----- Data entries

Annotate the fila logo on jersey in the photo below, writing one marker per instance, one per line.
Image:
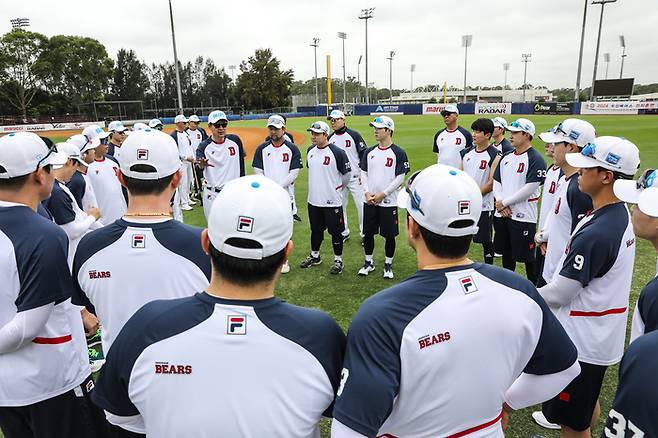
(99, 274)
(139, 241)
(236, 325)
(165, 368)
(428, 341)
(245, 224)
(468, 285)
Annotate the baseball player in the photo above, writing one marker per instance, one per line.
(416, 364)
(352, 143)
(644, 194)
(383, 167)
(278, 159)
(480, 162)
(47, 379)
(145, 255)
(328, 171)
(221, 156)
(590, 290)
(516, 188)
(452, 139)
(266, 367)
(186, 154)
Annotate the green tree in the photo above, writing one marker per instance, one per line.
(261, 83)
(21, 67)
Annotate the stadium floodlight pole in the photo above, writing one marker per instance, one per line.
(526, 59)
(505, 69)
(622, 41)
(366, 14)
(576, 97)
(413, 69)
(598, 43)
(173, 40)
(391, 55)
(466, 43)
(315, 42)
(343, 36)
(358, 77)
(19, 23)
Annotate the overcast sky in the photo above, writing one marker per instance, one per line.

----------

**Objective**
Rewrite all of the material above as a numbered list with one line per item, skipping blank lines. Leave the picture out of your answer.

**Response for this exercise**
1. Annotate the fila logo on jersey in the photo below, writing one marker per instance, one per line.
2. Image:
3. (99, 274)
4. (139, 241)
5. (236, 325)
6. (165, 368)
7. (428, 341)
8. (245, 224)
9. (468, 285)
10. Annotate the baseball player in the photo above, writing one marker per instance, one per line.
11. (416, 364)
12. (352, 143)
13. (644, 194)
14. (383, 167)
15. (278, 159)
16. (480, 162)
17. (47, 379)
18. (145, 255)
19. (328, 171)
20. (221, 156)
21. (590, 290)
22. (516, 188)
23. (452, 139)
24. (266, 367)
25. (186, 154)
26. Annotate the green tree in the photo above, writing one marker per instance, one per line.
27. (261, 83)
28. (21, 67)
29. Annotate the stadium floodlight pole in the photo above, writing one marker per instance, one per line.
30. (526, 59)
31. (505, 69)
32. (622, 41)
33. (366, 14)
34. (576, 97)
35. (413, 69)
36. (598, 43)
37. (173, 40)
38. (391, 55)
39. (466, 43)
40. (315, 42)
41. (343, 36)
42. (358, 77)
43. (19, 23)
44. Annotate the overcast sky in the photo above, writing one marker per instance, one per line.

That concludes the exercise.